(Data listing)
=-=-=-=-=

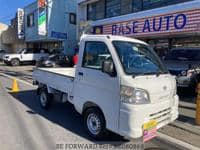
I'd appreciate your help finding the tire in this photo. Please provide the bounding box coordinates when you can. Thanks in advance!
[83,107,107,140]
[10,59,20,66]
[39,88,53,109]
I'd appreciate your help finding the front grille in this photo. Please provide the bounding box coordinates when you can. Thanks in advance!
[149,108,171,124]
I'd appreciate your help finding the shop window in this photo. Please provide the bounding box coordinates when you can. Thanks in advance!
[121,0,132,15]
[69,13,76,24]
[27,13,35,27]
[87,0,105,20]
[106,0,121,18]
[143,0,189,10]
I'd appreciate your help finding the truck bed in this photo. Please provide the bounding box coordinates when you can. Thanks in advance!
[33,68,75,93]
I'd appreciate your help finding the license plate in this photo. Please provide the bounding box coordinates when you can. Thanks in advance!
[143,120,157,142]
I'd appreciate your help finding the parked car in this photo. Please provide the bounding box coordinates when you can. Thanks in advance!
[164,48,200,89]
[3,48,49,66]
[33,35,178,142]
[0,49,6,61]
[36,53,72,67]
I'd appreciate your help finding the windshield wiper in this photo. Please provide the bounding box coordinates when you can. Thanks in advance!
[132,71,168,78]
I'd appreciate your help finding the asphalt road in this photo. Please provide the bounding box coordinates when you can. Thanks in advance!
[0,73,185,150]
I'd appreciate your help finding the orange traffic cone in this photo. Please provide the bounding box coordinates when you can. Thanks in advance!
[11,79,19,93]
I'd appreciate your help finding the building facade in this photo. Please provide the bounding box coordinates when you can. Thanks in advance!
[77,0,200,56]
[24,0,77,53]
[0,17,26,53]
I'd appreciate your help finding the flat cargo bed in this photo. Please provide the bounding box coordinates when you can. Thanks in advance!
[33,68,75,93]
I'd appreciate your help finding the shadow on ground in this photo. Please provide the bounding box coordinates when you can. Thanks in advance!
[10,90,133,144]
[6,90,171,150]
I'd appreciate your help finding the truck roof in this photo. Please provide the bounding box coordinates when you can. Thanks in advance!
[81,34,148,45]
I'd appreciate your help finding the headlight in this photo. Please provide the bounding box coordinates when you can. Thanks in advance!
[121,86,150,104]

=-=-=-=-=

GIVEN INSTRUCTION
Starting at the line that contains "I'd appreciate your help finding the truck roof" and continuing through the end of the records, substitute "head lamp" for "headlight" and reproduce those lines with nothing else changed.

RESPONSE TO THIS TASK
I'd appreciate your help finding the truck roof in this photo. Please provide the bounding box coordinates when you can. Thanks in advance!
[81,34,148,45]
I'd appreciate your help finding the head lamp in this photo. Please provide the bounding box coordinates when you can. Thanks in advance!
[121,86,150,104]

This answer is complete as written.